*Goal of the exercise:* Copy the records below exactly, omitting any pictures they contain.

:: Material provided ::

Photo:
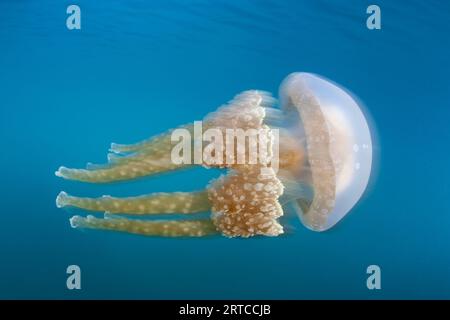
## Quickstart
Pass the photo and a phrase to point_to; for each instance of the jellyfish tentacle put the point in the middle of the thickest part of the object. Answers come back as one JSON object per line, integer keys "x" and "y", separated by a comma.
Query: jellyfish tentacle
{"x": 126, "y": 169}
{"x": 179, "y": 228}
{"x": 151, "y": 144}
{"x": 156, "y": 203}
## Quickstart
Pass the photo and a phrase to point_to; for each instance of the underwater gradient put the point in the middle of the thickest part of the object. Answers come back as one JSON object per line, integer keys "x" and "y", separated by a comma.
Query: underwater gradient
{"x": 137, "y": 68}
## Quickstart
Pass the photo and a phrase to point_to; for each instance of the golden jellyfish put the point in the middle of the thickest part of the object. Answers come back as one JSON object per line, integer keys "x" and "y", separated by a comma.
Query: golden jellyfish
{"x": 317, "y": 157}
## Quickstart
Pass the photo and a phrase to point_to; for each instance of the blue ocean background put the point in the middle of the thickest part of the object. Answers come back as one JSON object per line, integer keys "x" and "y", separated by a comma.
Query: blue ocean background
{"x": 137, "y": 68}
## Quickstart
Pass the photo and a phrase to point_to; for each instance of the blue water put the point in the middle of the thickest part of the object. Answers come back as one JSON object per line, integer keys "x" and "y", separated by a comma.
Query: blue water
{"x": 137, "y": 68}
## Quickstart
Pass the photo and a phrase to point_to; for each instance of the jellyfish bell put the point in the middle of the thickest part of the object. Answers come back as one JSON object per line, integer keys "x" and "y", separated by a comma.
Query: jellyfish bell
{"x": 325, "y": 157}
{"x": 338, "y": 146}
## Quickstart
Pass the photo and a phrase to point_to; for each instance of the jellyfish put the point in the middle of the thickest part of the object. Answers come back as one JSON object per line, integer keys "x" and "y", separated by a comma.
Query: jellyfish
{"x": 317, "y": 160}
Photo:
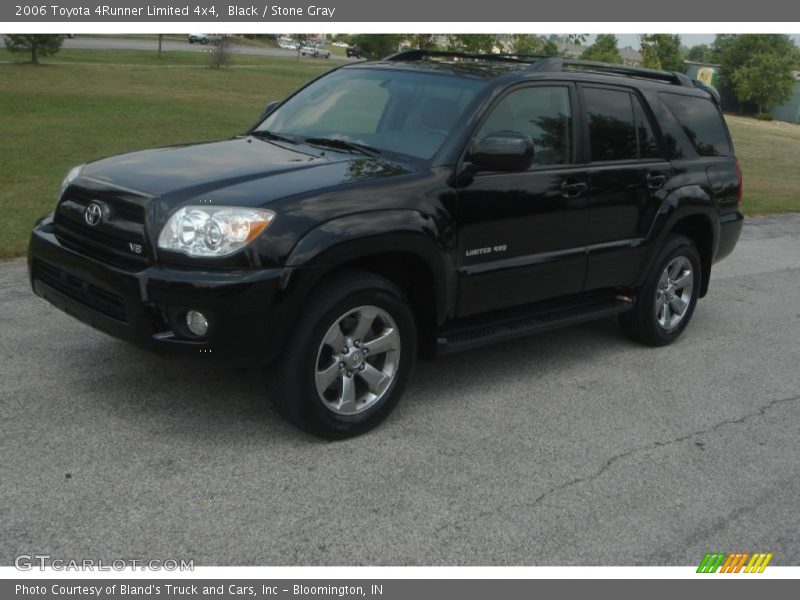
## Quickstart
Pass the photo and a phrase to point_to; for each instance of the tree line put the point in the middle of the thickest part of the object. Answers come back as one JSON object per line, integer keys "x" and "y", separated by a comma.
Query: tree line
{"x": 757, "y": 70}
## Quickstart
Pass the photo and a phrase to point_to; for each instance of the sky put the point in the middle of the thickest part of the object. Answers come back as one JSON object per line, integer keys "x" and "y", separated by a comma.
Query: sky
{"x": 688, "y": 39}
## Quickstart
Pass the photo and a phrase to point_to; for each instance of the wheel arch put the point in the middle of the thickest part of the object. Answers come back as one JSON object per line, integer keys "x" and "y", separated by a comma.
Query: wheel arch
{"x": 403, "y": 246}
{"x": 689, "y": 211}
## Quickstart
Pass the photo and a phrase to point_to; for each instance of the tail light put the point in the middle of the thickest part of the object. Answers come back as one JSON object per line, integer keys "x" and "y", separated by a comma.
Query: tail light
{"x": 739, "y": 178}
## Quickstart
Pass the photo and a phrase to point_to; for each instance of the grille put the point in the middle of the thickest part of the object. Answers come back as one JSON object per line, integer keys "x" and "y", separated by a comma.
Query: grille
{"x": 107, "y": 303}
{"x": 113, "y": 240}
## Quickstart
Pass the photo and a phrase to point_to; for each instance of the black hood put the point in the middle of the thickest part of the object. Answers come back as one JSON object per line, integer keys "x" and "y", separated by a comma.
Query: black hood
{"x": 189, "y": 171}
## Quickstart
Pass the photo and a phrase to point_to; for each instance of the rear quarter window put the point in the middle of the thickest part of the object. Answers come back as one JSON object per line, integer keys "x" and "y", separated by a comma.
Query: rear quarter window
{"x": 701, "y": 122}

:::

*Solution:*
Photo:
## Quickstart
Pass the photo and a phrase to point_to; for each instance of the jellyfish tentacle put the point in the middle of the thickest part of the object. Answers come back as one JSON object per line, integer keys "x" and "y", separated by a comma.
Query: jellyfish tentacle
{"x": 126, "y": 169}
{"x": 179, "y": 228}
{"x": 151, "y": 144}
{"x": 156, "y": 203}
## Quickstart
Pass the photo and a phrase to point_to; for each instance of the underwater gradient put the point in the middle of the thickest part of the object. Answers come back as one JSON object per line, integer keys "x" and "y", separated by a comma.
Query: underwater gradient
{"x": 137, "y": 68}
## Quickstart
Pass the photo and a phrase to point_to; for each instance of the golden jellyfish put the point in the middle of the thickest part of the object. Answers come back as one JSON object per line, integer keys "x" and "y", separated by a comma.
Query: golden jellyfish
{"x": 317, "y": 157}
## Quickstart
Pass the photo and a phrase to point_to; for each instance of the blue ocean background put the point in the middle of the thickest part of the object. Answers come back as one JSON object per line, integer keys "x" and "y", separated by a comma.
Query: blue ocean background
{"x": 137, "y": 68}
## Quickstart
Pass the photo and a phrase to point_to; for each instance of the blue water put the point in the middle of the thickest part of the object. Answers come back as one JSON object per line, integer keys "x" and "y", separated by a comma.
Query: blue water
{"x": 137, "y": 68}
## Quickstart
Pass the photo and a phrase to point_to; for each instance of the jellyfish bell put the point in the middle of the thickest part of the object. Answers come back as one JSON object per line, integer keys "x" and "y", separated by a comma.
Query: jellyfish bell
{"x": 325, "y": 157}
{"x": 338, "y": 146}
## Quickstart
Pass the photo and a phrase to point_to; for each instance of the jellyfish put the point in the middle of the thickest part of the object. Answers come back as one JSON object per line, integer keys "x" and "y", separated by a comma.
Query: jellyfish
{"x": 317, "y": 160}
Photo:
## Quickstart
Pass the photo and a phrase to point_to; for each instance of the tree line put the point in the middle of the thickest part of the object. Answers come back as one JSON object per line, integer keys "x" and "y", separated by a comma.
Query: tree line
{"x": 757, "y": 70}
## Quickstart
Pass the photo and a phrase to point_to; for each instance of the sky put the point in the middle of the thickest part of the object. Answers come back as one JSON object per line, integer keys "x" and "y", separated by a comma.
Query: sky
{"x": 688, "y": 39}
## Quickstart
Pass the photo and a phrase to point_to; for each instance of the wheel arch put the point in the middle of the thickest part of the object. Answers come back as one JSON object per line, integer keys "x" and "y", separated by a comma.
Query: wheel arch
{"x": 403, "y": 246}
{"x": 689, "y": 211}
## Quickstart
Pass the photo and a phrase to point_to; for each instance of the tail light put the point in the middle of the thickest part of the object. Answers come back as one JSON object per line, integer keys "x" and "y", separated by a comma.
Query: tail light
{"x": 739, "y": 178}
## Quickstart
Pass the photo and a phrase to point_to; for each instance of the grille put the point in the middle of the thickest part of the object. Answers come back as one JSON object per line, integer keys "x" and "y", separated by a comma.
Query: grille
{"x": 107, "y": 303}
{"x": 113, "y": 240}
## Quickstart
Pass the photo and a phrase to point_to; for each instance of the black hood put the point in the middle of the thickest part of the object. Answers come back as one JSON object per line, integer keys "x" and "y", separated by a comma.
Query: black hood
{"x": 189, "y": 171}
## Quickstart
Pass the photo and a phrase to point_to; for each instance of the rear quarter window put the point in the middle of the thickest part of the object. Answers come back as one JSON object per line, integer keys "x" and "y", separated by a comma.
Query: rear quarter window
{"x": 701, "y": 122}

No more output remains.